## Written request:
Can you pick up the essay below on Evangelion 3.0+1.0: Thrice Upon a Time and carry it on from its last sentence?

Earlier this month, Evangelion 3.0+1.0: Thrice Upon a Time released worldwide. An end to the Rebuilds and, as the promotional material repeated, the end of Evangelion. Twenty-five years since the original finale, twenty-four since The End of Evangelion. A lot has changed in that time. And Evangelion 3.0+1.0 is the culmination of that time. A confrontation of a franchise with itself, deconstructed and rebuilt into something final, life-affirming, and utterly, jubilantly hopeful. It is what the series has always been working towards — we just didn’t know it yet.

The End of Evangelion is a cultural touchstone, at least regarding animated film. In it, Shinji, Asuka, and Rei come face-to-face with themselves and those that made them, both literally and figuratively. Its conclusion is one of legends; the blood-red beach, a comatose Asuka strangled by Shinji, Rei’s head bisected and smiling. This ending comes through Shinji understanding that to live is to be in pain. To get close to others is to inevitably hurt them. Life is burdensome, but it is worth living. He rejects Instrumentality, rejects the subsuming of all life into one “being” free from sin, weakness, and individuality.

It’s an ending built around hope, for sure, but hope plagued with skepticism and a hesitation to fully commit to a world still seen as so fundamentally flawed. Hopeful realism, perhaps; cynical optimism, undoubtedly.

Evangelion 3.0+1.0’s strengths are many — I won’t mince words; I absolutely and unequivocally loved the film. But perhaps its greatest strength is its simultaneous deconstruction and reconstruction of Evangelion as a franchise without making that process disingenuous, snide, or dismissive.

## Records:
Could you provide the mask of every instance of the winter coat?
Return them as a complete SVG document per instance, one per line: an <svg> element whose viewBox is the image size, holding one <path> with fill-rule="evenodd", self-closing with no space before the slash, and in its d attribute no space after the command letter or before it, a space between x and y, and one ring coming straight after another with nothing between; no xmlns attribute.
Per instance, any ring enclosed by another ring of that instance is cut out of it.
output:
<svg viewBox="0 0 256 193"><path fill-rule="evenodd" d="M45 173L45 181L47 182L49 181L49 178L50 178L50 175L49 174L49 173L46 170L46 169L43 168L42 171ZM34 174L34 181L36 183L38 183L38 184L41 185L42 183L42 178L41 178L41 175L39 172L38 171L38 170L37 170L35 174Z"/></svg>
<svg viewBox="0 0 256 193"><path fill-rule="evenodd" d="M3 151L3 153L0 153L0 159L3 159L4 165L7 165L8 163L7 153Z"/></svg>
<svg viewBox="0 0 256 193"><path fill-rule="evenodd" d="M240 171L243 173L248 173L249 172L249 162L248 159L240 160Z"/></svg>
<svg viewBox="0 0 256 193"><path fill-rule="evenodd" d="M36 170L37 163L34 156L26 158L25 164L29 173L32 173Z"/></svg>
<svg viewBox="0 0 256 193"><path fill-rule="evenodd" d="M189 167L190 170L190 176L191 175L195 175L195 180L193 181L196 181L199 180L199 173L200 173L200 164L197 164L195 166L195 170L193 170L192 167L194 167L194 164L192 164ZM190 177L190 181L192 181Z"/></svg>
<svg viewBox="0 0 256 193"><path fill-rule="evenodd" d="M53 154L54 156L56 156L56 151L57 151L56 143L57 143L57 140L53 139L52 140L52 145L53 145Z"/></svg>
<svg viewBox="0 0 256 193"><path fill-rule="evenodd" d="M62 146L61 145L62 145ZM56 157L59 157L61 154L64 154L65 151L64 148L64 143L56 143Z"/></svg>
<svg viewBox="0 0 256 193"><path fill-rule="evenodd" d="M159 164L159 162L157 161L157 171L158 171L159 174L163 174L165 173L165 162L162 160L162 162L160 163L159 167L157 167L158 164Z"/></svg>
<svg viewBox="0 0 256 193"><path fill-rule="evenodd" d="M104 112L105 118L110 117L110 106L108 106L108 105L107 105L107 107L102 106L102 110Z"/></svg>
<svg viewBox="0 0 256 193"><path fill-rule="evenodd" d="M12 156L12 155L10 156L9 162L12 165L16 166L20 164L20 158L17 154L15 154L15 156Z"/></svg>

## Reply:
Much of the film’s first hour takes place in Village 3, a small settlement some distance away from Tokyo-3, the focal point of the entire franchise. Thanks to some technological magic by Misato Katsuragi’s WILLE, Village 3 has been restored to its living state after the events of 3.33 left the world in a sort of frozen state. More importantly, though, Shinji’s friends are alive! Toji and Kensuke are grown men now and, in the former’s case, family men. I described this part to a friend as very “un-Evangelion.” Lush, green visuals coalesce with bright music and a communal, intimate atmosphere that the industrial confines of the GeoFront. It’s an early assertion that this is an Evangelion journeying towards something different. Something altogether unheard of for the franchise: undeniable hope.

Together with Asuka, Rei, and the rest of the village, they help Shinji re-emerge from his mental breakdown and semi-catatonic state the ending of 3.33 left him in. Shinji questions Rei why everyone is so nice to him all the time, and it is Rei’s answer that brings him back to reality:

“Because everyone likes you.”

Kindness is not conditional. We give kindness because others are kind. It’s radical. Shinji comes to realize this here and as the film carries on. After the “death” of Rei prior to him and Asuka leaving Village 3, it is her experiences at the village that further this development. Rei made friends, learned how to work, experienced shades of motherhood, and did so because she likes other people and other people like her.

Shinji and Asuka’s time on WILLE’s Wunder airship is one marked by closure. Asuka finally admits that she had feelings for Shinji, though their age difference now complicates those feelings. Her role in 3.0+1.0 is a strange one. Like in The End of Evangelion, she suffers and fights until her last breath. The reveal that she, like Rei, is a clone is both shocking and thematically appropriate. Rebuild Asuka is more openly anti-social and incendiary than her OG counterpart; yet, she also desperately wants to fit in, wants acknowledgement. That ackowlegement is more than just validation. It’s formation. It makes her real; it makes her the Asuka Shikinami Langley. Pairing her development throughout this film with Shinji furthers their connection as two sides of the same coin, both wanting others to make them real, both seeking kindness as self-creation.

Evangelion 3.0+1.0’s majesty comes in its final act. After Asuka’s sacrifice, the ever-present Gendo Ikari prepares to begin Instrumentality in earnest. Shinji pursues him after a verbal spar with Misato and the crew of the Wunder. Shinji Ikari destroyed the world, and he is now its saviour; it is that paradox and the crew’s subsequent acceptance of Shinji’s faults for faith that gives him the strength to confront his father. Evangelion founds itself on moments of straightforwardness as symbolic of the deeper connections we form through the experiences we share, and this moment on the Wunder’s bridge captures this brilliance.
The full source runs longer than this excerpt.